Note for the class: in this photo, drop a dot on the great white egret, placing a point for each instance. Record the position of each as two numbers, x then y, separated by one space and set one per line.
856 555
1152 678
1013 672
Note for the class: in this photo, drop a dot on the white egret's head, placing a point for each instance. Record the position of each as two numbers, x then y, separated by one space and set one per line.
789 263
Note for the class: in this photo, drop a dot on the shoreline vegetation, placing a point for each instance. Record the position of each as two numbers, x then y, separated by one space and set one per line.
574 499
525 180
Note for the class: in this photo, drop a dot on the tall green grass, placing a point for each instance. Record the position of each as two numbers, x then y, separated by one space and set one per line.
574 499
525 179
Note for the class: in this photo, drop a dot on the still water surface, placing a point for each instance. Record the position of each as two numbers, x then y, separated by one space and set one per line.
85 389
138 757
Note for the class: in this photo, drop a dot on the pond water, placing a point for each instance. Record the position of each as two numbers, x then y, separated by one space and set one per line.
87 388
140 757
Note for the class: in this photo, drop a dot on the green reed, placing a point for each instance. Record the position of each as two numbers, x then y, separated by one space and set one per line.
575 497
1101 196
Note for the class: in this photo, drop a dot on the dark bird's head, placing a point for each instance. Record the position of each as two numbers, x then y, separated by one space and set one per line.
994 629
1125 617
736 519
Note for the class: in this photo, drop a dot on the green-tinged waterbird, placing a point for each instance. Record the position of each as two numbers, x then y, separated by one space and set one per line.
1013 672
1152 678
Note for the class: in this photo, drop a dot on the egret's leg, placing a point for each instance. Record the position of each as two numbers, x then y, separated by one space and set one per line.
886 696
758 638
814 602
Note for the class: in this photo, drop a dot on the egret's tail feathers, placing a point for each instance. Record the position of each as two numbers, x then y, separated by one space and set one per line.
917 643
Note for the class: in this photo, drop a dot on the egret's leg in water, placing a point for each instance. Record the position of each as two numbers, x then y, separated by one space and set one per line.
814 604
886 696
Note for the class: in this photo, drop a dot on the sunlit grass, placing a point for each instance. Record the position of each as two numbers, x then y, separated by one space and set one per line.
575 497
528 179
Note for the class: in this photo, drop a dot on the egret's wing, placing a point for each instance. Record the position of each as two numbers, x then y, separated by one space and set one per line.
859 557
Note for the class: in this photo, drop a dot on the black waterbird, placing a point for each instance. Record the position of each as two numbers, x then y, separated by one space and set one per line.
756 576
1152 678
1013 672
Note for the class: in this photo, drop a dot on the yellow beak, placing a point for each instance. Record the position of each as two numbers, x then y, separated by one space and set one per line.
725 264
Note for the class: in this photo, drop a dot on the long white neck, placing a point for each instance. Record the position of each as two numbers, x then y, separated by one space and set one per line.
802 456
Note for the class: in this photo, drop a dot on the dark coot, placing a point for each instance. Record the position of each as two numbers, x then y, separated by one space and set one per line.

-=-=-

◆ Instruction ◆
Rewrite the listing above, swapping "drop a dot on" for "mark" wherever it occurs and leaving every other word unchanged.

◆ Task answer ◆
Note for the class: in this photo, mark the great white egret, placing a point for each instance. Record the position of each as two numbers, x then y, separated by one space and set one per line.
856 555
1152 678
1013 672
Note for the class: in this photo, mark the white egret's head, placing a point for each instance. Record the position of each as two numbers, x then y, separated by one space and set one per line.
789 263
Note for the class: in this photo, mark the shoreline vegetation, placing a point for each instance. Record the position of each as two numbers, x then y, separated by one space and set one per line.
574 499
525 180
Note for the class: in this photo, mark the tall green grass, placing a point for each instance. Record the position of each as two numbers, x then y, separated by one space and set one per line.
574 499
525 179
Note for the class: in this photo, mark the still water surface, placing a point for each instance. Record the position of each as two numbers, x then y, separated by one space and set one per line.
85 389
138 757
Note for the class: in this photo, mark the pond water, placing a point for each instance. Record the position of each as two numbers, x then y, separated by one space and set one per line.
87 388
140 757
Note for the class: in this photo, mark the green reed, placing a point for each instance. Record the position of each as two numbers, x then y, separated by one space and set one per line.
575 497
1101 196
Note for the class: in this photo, mark the dark bird's head, placing a point for each instance. Record the position of each as two numbers, x then y, separated by one space and set one per line.
994 629
1125 617
736 519
Note for the class: in this photo, mark the green-tinged waterbird, placing a point for each instance. Record the position of each as two numbers, x then y, separated by one space and set one per line.
1013 672
1152 678
Note for the class: in this photo, mark the egret's leg, placing a point for each instance. Record the position of each as two numbers, x then y, separated by one space and set one per line.
886 696
758 638
814 602
Note for the class: in this photo, mark the egret's tail feathers, placing a point for each instance. Record the position of each as two numbers, x then y, separated by one space and set one per line.
917 643
Note for the class: in this photo, mark the egret's leg in water, placing a point for each instance. Record the position of each as two numbers, x then y, separated by one space and set one per line.
814 604
886 696
Note for the class: in this photo, mark the sunlit grass, placing a point for each instance. Record the position of each as two numbers, x then y, separated by one space and set one per line.
575 497
528 179
Note for the class: in this photo, mark the egret's wing, placing a point for each instance. Record the position of each as two numbers, x then y, separated by one space and set one per line.
859 557
Note for the class: in this photo, mark the black waterbird, placing a point for each instance. Record the position of each as two numbers, x then y, separated by one space and set one per line.
756 576
1152 678
1013 672
Note for the class: in this photo, mark the yellow beak, placing a point for each instance. Record the position of each as two numbers, x then y, separated by one space and set one per line.
725 264
Note for the class: in this photo, mark the long white neck, placing a point for each instance. Record the position of each as two numbers, x then y, separated by one space and set one per line.
802 456
Note for the class: in this photo, mark the dark coot, placing a point for each instance. Record the position of each as two numbers, x then y, separated by one space and set one per line.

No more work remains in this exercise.